═════ Quoted passage

Born in San Diego on Nov. 23, 1926, Riddell grew up in a family in which
children were encouraged to speak their minds. Her father was a judge, and
her mother was a radical who edited a Jewish newspaper.
In the late 1940s and early '50s, Riddell studied at UCLA, where she earned a
bachelor's degree in psychology and a master's in social work. She opened
a psychotherapy practice in 1959.
Married at 18, Riddell left her husband in the mid-'50s and, despite the
repressiveness of the era, came out as a lesbian. When the gay rights
movement emerged after the Stonewall riots in New York City in 1969, she became
a political activist.
Through her work at what was then called the Los Angeles Gay Community Services
Center, she met psychotherapist Betty Berzon, who, in 1976, invited Riddell to
help her start a support group for lesbians. It began as an offshoot of
the Whitman-Radclyffe Foundation, a Northern California-based activist
organization. Finding little support for their interests in a group
dominated by gay men, the women soon broke away and formed Southern California
Women for Understanding.
Riddell and Berzon, who died in 2006, wanted to reach out to successful career
women like themselves. This focus was revolutionary, according to
historians Lillian Faderman and Stuart Timmons in their book "Gay L.A.," because
"a formally established social group made up exclusively of upper-middle-class
lesbians had ... never yet existed."
Most of the women who joined the group were not openly homosexual. Taking
their fears of exposure into account, Riddell and Berzon chose a name for the
organization that avoided gay connotations. They held high-toned events,
such as poolside champagne brunches and dance cruises, an approach that
attracted what Faderman and Timmons described as "the most careful and closeted
women" who were curious to meet other "A-list lesbians."

══════════

Return the passage on Riddell's life and activism in full, word for word.

═════ Records

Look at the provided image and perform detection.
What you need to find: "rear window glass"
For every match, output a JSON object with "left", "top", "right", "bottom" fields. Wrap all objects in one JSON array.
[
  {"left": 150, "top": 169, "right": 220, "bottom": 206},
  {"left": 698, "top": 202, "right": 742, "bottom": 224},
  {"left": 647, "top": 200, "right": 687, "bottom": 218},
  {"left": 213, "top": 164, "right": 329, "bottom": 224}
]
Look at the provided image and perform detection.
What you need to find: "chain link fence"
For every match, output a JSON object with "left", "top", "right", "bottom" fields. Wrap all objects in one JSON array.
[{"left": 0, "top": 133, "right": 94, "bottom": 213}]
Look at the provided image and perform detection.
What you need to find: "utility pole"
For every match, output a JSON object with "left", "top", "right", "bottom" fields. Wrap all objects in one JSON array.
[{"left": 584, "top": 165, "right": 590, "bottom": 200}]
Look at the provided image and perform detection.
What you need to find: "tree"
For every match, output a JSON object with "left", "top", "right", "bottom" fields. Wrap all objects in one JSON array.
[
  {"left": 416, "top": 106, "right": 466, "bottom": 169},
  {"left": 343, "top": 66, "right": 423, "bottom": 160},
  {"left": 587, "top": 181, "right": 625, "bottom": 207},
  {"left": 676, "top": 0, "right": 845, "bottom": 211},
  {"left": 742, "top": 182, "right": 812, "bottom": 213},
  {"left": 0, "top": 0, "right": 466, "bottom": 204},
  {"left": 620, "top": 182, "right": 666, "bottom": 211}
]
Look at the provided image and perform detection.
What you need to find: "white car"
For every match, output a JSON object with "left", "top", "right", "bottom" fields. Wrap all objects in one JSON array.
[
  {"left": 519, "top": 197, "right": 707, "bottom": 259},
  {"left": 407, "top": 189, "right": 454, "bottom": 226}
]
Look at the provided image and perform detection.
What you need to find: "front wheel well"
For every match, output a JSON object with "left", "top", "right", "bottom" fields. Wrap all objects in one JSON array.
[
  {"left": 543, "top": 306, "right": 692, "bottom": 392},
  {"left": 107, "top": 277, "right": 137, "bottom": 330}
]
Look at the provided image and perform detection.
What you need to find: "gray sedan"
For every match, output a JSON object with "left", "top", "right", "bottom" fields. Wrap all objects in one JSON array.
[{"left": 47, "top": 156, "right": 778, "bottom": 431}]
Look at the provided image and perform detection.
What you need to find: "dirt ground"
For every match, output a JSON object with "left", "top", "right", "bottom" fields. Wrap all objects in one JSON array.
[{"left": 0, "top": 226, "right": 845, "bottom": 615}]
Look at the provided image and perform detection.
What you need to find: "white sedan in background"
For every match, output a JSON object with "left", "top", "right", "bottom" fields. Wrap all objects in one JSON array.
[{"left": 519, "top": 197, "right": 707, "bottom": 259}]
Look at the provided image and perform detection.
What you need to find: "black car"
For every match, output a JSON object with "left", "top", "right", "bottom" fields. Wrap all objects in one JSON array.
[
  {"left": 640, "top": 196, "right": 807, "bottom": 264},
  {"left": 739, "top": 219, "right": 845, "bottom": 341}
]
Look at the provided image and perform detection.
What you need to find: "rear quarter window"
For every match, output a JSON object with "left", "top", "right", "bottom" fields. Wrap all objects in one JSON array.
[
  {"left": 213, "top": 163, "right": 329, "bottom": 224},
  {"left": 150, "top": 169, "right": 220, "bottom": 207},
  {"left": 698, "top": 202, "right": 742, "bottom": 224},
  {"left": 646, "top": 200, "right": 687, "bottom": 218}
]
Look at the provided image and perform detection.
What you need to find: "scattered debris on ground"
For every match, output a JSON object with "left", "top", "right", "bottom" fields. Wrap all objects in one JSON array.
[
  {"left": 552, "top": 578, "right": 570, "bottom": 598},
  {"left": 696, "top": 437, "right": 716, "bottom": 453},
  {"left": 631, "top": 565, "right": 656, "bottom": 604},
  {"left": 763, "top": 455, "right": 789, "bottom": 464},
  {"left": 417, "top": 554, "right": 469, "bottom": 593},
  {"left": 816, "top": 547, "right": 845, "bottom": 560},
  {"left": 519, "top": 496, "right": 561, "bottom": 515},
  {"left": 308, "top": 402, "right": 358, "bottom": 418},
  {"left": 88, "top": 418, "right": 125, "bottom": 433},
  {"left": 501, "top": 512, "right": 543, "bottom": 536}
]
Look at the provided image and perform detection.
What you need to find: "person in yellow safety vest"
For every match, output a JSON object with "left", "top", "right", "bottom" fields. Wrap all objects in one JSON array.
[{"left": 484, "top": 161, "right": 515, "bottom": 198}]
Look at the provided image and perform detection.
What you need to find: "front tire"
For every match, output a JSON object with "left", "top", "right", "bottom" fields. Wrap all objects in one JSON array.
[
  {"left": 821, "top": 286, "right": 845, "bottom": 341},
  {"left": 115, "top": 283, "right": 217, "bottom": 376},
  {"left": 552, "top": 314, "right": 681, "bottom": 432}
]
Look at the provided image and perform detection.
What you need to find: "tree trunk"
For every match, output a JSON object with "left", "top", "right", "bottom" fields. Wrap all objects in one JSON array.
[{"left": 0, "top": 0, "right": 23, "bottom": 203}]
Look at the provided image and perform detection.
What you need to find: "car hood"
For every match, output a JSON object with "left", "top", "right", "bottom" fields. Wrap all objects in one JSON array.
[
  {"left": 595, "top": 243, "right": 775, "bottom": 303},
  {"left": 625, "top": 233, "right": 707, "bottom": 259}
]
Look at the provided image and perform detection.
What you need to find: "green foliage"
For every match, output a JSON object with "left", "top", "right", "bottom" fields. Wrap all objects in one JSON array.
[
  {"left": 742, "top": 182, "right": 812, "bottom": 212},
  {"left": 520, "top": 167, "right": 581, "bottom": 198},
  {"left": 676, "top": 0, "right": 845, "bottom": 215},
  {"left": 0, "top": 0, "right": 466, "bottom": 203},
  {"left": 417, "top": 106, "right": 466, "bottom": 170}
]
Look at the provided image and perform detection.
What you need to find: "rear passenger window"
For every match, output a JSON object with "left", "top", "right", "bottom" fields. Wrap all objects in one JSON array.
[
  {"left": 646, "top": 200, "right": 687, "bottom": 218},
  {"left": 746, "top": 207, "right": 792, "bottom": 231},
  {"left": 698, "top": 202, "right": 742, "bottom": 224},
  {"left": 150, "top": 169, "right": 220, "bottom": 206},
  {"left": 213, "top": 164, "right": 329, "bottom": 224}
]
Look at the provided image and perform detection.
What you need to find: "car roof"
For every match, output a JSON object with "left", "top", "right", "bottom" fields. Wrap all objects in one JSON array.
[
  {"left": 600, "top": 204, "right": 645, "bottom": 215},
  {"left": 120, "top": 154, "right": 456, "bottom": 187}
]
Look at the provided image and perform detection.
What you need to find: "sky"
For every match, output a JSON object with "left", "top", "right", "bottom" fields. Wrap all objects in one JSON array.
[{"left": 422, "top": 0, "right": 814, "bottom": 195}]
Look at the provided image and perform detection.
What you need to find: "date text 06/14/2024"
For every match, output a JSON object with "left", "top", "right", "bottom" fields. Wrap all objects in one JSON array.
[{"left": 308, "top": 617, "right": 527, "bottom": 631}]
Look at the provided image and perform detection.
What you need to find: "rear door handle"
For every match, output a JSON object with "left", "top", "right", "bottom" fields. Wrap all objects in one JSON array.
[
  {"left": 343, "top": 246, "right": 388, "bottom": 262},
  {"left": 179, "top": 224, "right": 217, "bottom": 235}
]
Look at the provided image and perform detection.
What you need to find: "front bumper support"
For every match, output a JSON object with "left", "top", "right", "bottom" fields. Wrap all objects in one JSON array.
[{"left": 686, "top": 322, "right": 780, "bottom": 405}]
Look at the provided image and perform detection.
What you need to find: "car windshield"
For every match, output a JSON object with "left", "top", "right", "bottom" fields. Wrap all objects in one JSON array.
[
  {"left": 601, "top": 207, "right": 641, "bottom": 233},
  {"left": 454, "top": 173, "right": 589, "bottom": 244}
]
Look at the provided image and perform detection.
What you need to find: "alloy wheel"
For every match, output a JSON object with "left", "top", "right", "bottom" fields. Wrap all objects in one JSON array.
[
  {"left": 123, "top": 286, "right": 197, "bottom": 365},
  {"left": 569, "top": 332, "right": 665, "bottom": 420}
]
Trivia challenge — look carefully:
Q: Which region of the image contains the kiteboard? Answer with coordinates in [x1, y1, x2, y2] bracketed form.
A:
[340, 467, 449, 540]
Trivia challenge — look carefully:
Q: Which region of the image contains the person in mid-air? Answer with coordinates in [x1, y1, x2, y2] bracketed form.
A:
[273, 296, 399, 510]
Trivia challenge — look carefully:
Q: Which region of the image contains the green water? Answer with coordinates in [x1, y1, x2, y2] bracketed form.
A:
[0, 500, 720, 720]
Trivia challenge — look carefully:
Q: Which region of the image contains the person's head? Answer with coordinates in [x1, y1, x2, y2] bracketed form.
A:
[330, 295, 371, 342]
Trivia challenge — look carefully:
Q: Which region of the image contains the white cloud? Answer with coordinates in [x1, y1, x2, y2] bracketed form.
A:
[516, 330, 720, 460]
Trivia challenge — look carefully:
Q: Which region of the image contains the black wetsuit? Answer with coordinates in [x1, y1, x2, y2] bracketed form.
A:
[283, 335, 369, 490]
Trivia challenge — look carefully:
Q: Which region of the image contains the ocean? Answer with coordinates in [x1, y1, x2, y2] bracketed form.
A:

══════════

_Result for this task_
Born in San Diego on Nov. 23, 1926, Riddell grew up in a family in which
children were encouraged to speak their minds. Her father was a judge, and
her mother was a radical who edited a Jewish newspaper.
In the late 1940s and early '50s, Riddell studied at UCLA, where she earned a
bachelor's degree in psychology and a master's in social work. She opened
a psychotherapy practice in 1959.
Married at 18, Riddell left her husband in the mid-'50s and, despite the
repressiveness of the era, came out as a lesbian. When the gay rights
movement emerged after the Stonewall riots in New York City in 1969, she became
a political activist.
Through her work at what was then called the Los Angeles Gay Community Services
Center, she met psychotherapist Betty Berzon, who, in 1976, invited Riddell to
help her start a support group for lesbians. It began as an offshoot of
the Whitman-Radclyffe Foundation, a Northern California-based activist
organization. Finding little support for their interests in a group
dominated by gay men, the women soon broke away and formed Southern California
Women for Understanding.
Riddell and Berzon, who died in 2006, wanted to reach out to successful career
women like themselves. This focus was revolutionary, according to
historians Lillian Faderman and Stuart Timmons in their book "Gay L.A.," because
"a formally established social group made up exclusively of upper-middle-class
lesbians had ... never yet existed."
Most of the women who joined the group were not openly homosexual. Taking
their fears of exposure into account, Riddell and Berzon chose a name for the
organization that avoided gay connotations. They held high-toned events,
such as poolside champagne brunches and dance cruises, an approach that
attracted what Faderman and Timmons described as "the most careful and closeted
women" who were curious to meet other "A-list lesbians."